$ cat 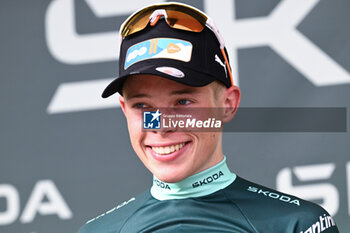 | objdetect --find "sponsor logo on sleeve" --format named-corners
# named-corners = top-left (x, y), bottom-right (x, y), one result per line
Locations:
top-left (300, 214), bottom-right (335, 233)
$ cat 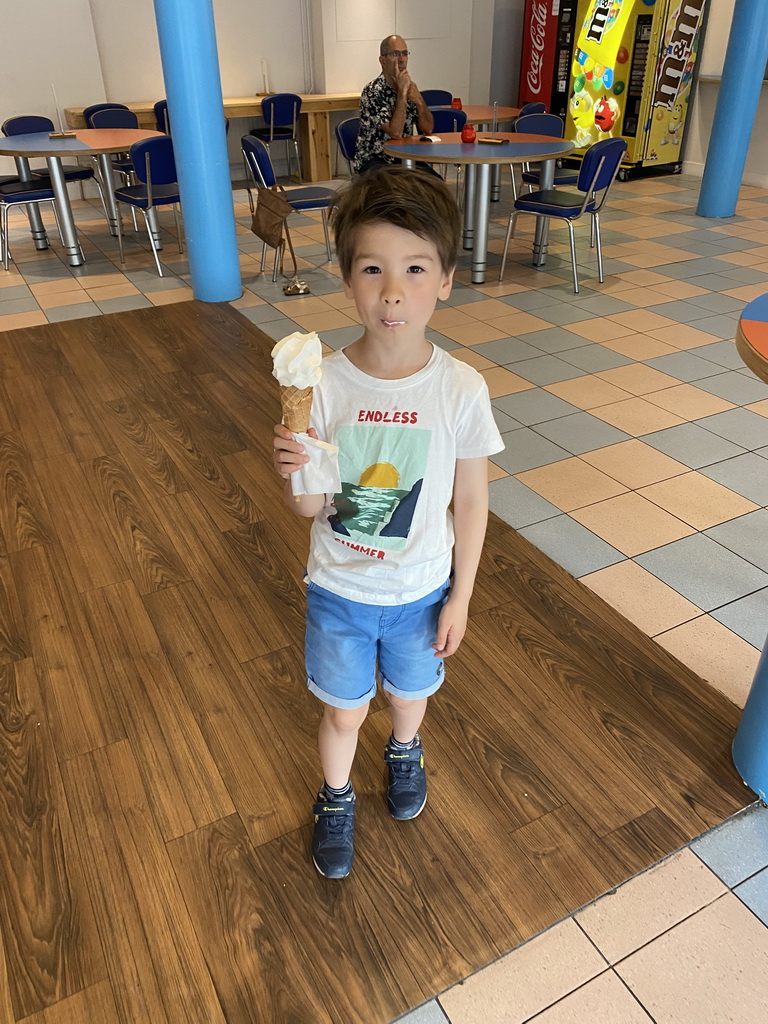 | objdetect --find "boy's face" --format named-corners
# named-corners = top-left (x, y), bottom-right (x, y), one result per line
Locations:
top-left (344, 223), bottom-right (454, 343)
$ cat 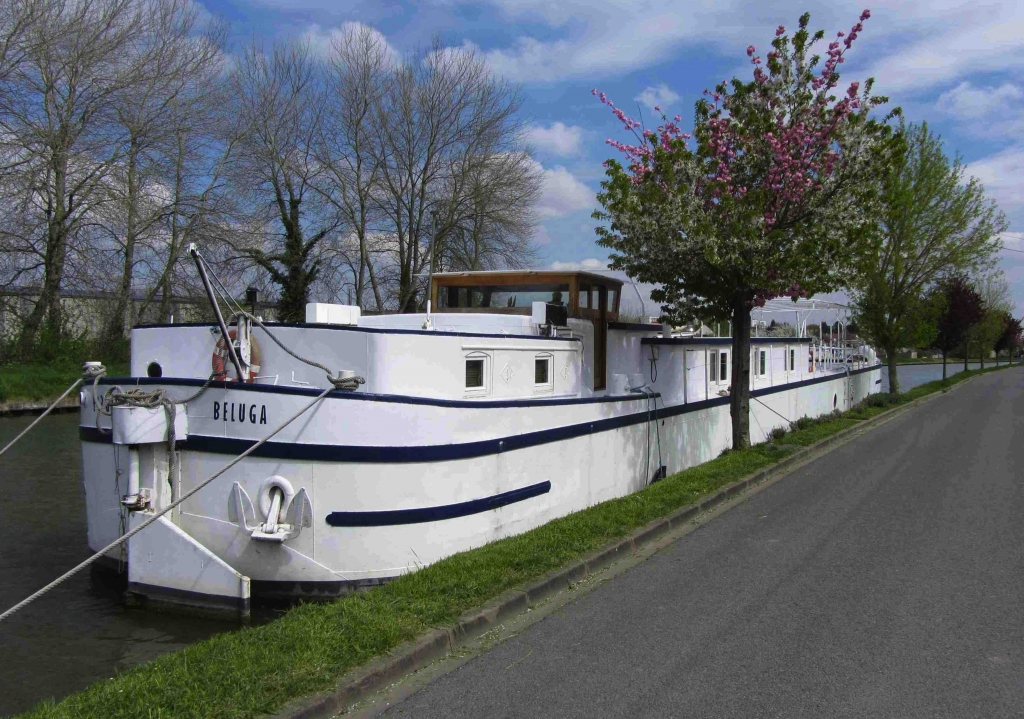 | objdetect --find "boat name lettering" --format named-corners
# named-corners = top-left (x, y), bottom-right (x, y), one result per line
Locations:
top-left (213, 401), bottom-right (266, 424)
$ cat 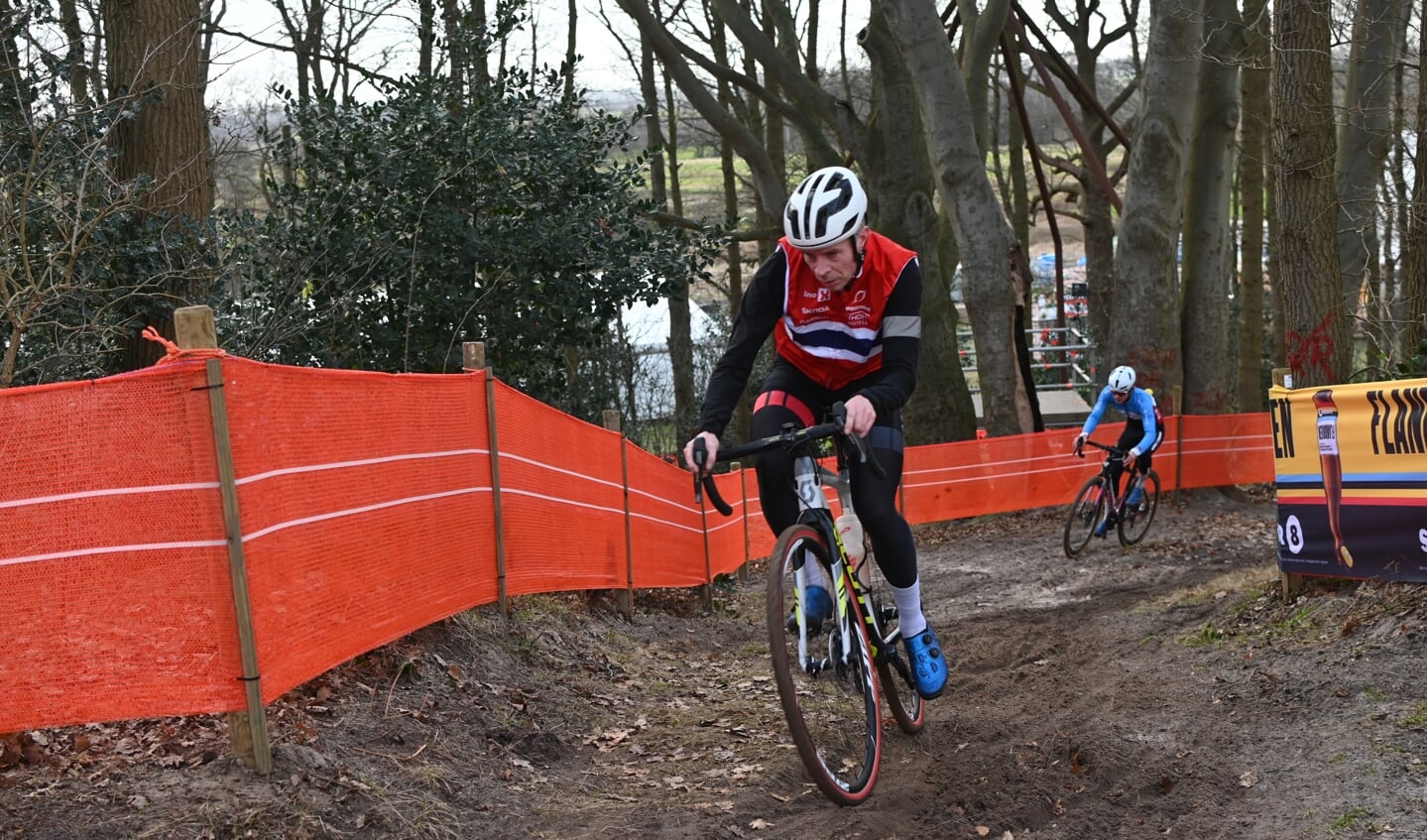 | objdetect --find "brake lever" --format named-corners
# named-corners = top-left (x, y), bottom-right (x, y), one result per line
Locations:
top-left (693, 435), bottom-right (709, 505)
top-left (693, 436), bottom-right (734, 517)
top-left (832, 403), bottom-right (888, 481)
----------------
Extract every line of the listing that contains the word "right". Matches are case-sensitive.

Task solution
# named-corners = top-left (x, y), bottom-right (x, y), one result per line
top-left (300, 214), bottom-right (335, 233)
# named-corners = top-left (x, y), bottom-right (x, y), one result per line
top-left (344, 223), bottom-right (454, 343)
# named-corners = top-left (x, y), bottom-right (x, y), one result per line
top-left (213, 401), bottom-right (266, 424)
# named-corners = top-left (x, y), bottom-right (x, y), one result per line
top-left (693, 435), bottom-right (709, 505)
top-left (693, 436), bottom-right (734, 517)
top-left (832, 403), bottom-right (888, 481)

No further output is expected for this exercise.